[Natural language region descriptions]
=== Section Start ===
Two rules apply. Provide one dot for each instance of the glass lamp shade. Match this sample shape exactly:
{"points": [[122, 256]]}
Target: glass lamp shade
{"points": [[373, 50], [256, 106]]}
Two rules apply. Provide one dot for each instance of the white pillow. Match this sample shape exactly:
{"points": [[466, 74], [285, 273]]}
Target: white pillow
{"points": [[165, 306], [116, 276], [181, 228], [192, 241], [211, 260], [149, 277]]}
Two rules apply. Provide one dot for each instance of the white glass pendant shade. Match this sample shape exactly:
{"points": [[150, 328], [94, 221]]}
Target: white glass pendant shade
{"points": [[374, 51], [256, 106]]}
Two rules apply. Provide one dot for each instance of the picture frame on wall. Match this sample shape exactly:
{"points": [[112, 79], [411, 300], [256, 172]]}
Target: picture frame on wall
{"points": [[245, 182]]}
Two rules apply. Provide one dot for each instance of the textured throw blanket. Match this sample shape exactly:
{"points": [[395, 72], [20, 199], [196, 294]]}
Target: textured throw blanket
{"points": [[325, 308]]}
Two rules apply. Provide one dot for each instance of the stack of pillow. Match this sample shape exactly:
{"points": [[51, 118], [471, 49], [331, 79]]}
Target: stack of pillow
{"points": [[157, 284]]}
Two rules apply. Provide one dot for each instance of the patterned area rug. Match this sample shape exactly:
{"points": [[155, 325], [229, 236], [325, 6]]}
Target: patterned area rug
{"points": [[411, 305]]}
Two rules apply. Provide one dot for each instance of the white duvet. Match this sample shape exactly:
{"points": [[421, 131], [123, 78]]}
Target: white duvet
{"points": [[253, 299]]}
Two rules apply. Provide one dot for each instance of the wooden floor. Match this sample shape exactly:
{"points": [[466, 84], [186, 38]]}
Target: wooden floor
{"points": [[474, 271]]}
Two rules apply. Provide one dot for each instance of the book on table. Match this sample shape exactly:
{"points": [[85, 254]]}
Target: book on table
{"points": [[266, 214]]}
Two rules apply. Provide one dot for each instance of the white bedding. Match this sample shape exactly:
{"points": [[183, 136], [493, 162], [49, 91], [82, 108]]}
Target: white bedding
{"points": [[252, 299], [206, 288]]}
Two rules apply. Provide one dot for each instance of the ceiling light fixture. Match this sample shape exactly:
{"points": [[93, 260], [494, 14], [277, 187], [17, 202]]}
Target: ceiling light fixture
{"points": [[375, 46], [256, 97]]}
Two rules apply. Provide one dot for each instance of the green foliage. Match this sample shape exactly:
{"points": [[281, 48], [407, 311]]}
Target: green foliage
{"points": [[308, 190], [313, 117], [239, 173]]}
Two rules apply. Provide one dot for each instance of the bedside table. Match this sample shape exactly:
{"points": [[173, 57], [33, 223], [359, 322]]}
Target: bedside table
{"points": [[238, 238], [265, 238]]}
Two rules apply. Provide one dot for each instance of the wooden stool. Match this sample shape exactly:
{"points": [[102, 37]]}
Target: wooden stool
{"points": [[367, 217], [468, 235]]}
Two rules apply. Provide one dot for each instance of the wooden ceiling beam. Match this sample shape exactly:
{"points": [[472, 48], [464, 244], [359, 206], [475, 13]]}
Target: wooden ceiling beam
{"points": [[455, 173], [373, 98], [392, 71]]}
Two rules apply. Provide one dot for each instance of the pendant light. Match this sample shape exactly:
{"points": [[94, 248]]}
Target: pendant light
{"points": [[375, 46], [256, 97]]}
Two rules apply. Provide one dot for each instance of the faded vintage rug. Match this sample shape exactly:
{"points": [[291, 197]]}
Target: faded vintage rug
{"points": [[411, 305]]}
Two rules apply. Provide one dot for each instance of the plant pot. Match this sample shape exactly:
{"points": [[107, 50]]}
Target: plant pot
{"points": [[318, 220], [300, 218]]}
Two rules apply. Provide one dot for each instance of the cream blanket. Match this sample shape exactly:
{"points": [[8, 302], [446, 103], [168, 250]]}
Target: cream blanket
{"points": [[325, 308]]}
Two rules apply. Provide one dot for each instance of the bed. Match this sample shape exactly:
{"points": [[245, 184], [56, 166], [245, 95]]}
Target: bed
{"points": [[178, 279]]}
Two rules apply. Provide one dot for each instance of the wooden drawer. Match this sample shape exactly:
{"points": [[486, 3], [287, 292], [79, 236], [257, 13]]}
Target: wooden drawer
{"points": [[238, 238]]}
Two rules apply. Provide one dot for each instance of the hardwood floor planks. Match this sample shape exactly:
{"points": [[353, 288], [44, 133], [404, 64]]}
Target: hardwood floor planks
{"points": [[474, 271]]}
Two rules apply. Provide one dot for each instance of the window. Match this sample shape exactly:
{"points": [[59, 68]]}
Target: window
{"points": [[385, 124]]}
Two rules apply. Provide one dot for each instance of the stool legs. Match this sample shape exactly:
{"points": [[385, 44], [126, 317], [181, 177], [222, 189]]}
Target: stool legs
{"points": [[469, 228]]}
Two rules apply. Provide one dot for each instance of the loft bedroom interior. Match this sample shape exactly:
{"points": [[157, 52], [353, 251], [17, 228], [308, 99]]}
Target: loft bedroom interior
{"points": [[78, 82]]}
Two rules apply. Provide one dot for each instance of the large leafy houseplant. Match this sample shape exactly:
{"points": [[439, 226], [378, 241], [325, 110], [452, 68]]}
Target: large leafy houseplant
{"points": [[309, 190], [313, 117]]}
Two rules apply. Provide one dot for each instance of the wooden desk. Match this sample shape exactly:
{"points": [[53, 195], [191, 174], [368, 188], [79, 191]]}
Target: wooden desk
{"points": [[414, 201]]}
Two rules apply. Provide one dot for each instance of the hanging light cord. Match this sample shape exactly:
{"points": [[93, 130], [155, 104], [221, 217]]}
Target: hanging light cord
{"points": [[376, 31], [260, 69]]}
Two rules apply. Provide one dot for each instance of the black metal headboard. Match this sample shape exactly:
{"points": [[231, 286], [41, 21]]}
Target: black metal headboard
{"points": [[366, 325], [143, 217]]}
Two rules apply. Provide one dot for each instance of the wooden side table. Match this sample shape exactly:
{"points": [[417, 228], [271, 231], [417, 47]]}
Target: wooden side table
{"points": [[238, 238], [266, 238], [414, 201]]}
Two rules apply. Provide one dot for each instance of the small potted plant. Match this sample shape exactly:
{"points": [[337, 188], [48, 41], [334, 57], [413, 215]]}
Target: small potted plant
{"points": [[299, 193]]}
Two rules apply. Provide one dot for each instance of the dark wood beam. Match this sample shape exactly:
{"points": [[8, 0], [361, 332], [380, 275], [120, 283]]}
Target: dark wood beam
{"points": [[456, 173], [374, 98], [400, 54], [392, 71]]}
=== Section End ===
=== Section Start ===
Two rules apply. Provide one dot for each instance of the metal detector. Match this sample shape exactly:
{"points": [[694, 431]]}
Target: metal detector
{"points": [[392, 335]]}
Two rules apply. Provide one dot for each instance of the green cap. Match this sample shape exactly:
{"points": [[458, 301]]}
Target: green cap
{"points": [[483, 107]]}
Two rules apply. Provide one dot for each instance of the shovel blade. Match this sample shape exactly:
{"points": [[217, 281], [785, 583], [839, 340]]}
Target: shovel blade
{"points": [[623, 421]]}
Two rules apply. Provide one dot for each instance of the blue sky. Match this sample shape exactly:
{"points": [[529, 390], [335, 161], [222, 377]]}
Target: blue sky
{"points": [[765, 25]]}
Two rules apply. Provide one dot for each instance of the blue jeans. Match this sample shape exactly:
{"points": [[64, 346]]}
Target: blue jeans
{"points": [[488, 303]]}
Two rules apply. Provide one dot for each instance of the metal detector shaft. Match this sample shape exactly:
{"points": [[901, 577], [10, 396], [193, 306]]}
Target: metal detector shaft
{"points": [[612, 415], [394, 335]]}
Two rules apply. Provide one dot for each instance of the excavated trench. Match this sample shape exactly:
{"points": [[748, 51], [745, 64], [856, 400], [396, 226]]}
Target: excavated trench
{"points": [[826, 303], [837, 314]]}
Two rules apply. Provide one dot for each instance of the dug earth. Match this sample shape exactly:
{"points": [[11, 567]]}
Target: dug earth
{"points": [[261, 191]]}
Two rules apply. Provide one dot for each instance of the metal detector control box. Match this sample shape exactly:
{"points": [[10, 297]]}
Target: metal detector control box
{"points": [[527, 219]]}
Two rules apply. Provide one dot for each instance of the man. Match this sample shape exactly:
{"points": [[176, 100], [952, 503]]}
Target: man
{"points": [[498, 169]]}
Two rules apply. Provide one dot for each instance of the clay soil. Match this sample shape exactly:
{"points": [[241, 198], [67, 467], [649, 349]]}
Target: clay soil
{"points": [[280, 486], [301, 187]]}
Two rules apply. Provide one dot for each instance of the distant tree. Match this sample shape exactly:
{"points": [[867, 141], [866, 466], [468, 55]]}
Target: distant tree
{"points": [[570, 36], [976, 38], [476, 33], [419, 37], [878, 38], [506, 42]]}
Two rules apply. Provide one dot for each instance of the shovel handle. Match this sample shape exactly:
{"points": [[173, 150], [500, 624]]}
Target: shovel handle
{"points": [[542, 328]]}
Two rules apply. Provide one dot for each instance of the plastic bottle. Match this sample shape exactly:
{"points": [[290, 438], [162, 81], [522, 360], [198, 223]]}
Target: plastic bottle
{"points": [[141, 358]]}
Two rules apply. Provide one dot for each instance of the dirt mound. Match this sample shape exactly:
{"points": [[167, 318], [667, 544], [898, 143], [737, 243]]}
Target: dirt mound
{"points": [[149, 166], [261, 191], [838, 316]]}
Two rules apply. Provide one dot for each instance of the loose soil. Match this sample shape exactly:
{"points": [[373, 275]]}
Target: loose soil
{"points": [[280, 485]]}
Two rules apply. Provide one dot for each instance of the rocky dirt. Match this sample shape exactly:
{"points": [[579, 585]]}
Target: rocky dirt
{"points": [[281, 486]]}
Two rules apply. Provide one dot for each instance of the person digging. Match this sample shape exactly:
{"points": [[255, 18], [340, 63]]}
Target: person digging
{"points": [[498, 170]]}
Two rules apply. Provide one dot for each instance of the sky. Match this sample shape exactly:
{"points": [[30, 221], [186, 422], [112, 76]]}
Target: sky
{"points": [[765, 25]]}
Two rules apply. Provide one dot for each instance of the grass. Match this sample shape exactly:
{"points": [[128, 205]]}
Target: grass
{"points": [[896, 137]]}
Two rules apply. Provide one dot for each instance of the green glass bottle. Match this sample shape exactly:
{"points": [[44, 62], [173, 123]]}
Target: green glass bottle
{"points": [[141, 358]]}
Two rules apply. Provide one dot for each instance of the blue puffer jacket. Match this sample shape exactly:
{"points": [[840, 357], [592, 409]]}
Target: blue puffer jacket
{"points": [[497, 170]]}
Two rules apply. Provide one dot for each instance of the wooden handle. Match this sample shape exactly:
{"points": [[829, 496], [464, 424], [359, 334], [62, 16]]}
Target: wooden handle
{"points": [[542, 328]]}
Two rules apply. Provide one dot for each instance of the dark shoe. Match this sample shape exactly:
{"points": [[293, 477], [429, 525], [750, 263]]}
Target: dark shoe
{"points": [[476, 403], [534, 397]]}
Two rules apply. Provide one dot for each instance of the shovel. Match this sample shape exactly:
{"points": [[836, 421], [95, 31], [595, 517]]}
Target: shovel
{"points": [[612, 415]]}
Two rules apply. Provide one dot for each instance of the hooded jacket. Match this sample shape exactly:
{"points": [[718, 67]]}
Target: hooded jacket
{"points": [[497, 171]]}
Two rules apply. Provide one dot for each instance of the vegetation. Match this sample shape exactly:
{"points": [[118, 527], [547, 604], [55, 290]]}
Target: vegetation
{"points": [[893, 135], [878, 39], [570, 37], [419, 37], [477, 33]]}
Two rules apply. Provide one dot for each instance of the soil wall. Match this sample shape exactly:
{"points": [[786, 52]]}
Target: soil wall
=== Section End ===
In the entries above, the lines between the one holding "of the hooded" and the one holding "Target: soil wall", inclusive, are to be printed exactly as written, and those alone.

#### [Task solution]
Two rules apply. Provide one dot for each instance of the hooded jacket. Match this sample shape exactly:
{"points": [[718, 67]]}
Target: hooded jacket
{"points": [[497, 171]]}
Two rules apply. Provide one dot for each instance of the vegetation. Match this sample shape exactly:
{"points": [[118, 527], [547, 604], [55, 290]]}
Target: vegetation
{"points": [[893, 135], [878, 39], [570, 37], [419, 37], [477, 33]]}
Two rules apply. Provide one dot for each instance of the soil wall. Match this sample shape exactly:
{"points": [[786, 52]]}
Target: soil wall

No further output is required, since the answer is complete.